Lorsqu’il réalise en 1939 Stagecoach, La chevauchée fantastique en français, John Ford acquiert une renommée internationale. Il livre un film fondateur pour le genre et pour sa filmographie à venir. Les thèmes que l’on retrouvera au fil de sa filmographie sont là, la complexité des relations humaines, la difficulté de cohabiter, l’infiniment petit au sein de l’infiniment grand, son obsession pour les vastes espaces américains et pour l’histoire fondatrice de sa patrie. C’est aussi le film de la première collaboration avec un de ses acteurs fétiches : John Wayne.


Le scénario du film est somme toute assez basique. Inspiré de Boule de Suif, de Maupassant, le pitch est le suivant : alors que les Apaches représentent une réelle menace, leur chef, Geronimo, a déclaré la guerre et commencé à brûler des ranchs. Une diligence doit se rendre à Lordsburg, avec à son bord des personnages hauts en couleurs qui devront apprendre à cohabiter et faire face ensemble à un danger commun, Doc Boone un médecin ivrogne, Dallas une prostituée, Miss Mallory une femme enceinte qui rejoint son mari, officier de la cavalerie, Hatfield un joueur professionnel, M. Peacock représentant en whisky, Gatewood un banquier escroc qui s’enfuit avec l’argent, et enfin un hors la loi qui a soif de vengeance, Ringo Kid, incarné par John Wayne. Ils sont escortés par le conducteur bout en train et sympathique Buck ainsi que le shérif Curly Wilcox, chargé d’arrêter Ringo.

***

— EXERCICES —
- a) Selon le texte sur La chevauchée fantastique, pourquoi le shérif Curly Wilcox fait-il partie de l'escorte de la diligence ? Répondez en une à trois phrases.
- b) Recopiez fidèlement le passage du texte sur La chevauchée fantastique, en commençant à « Le scénario du » et en terminant à « chargé d’arrêter Ringo. ».
Vous n'aurez pas besoin de la liste pour répondre.

— JEU DE DONNÉES —
***

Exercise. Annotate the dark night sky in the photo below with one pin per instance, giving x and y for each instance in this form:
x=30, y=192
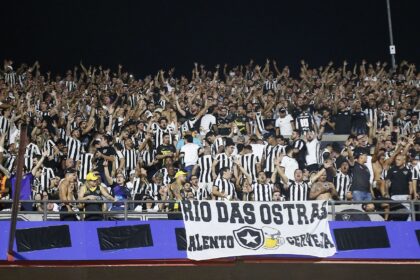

***

— CORRIGÉ —
- a) Le shérif Curly Wilcox escorte la diligence parce qu'il est chargé d'arrêter Ringo Kid.

- b)
Le scénario du film est somme toute assez basique. Inspiré de Boule de Suif, de Maupassant, le pitch est le suivant : alors que les Apaches représentent une réelle menace, leur chef, Geronimo, a déclaré la guerre et commencé à brûler des ranchs. Une diligence doit se rendre à Lordsburg, avec à son bord des personnages hauts en couleurs qui devront apprendre à cohabiter et faire face ensemble à un danger commun, Doc Boone un médecin ivrogne, Dallas une prostituée, Miss Mallory une femme enceinte qui rejoint son mari, officier de la cavalerie, Hatfield un joueur professionnel, M. Peacock représentant en whisky, Gatewood un banquier escroc qui s’enfuit avec l’argent, et enfin un hors la loi qui a soif de vengeance, Ringo Kid, incarné par John Wayne. Ils sont escortés par le conducteur bout en train et sympathique Buck ainsi que le shérif Curly Wilcox, chargé d’arrêter Ringo.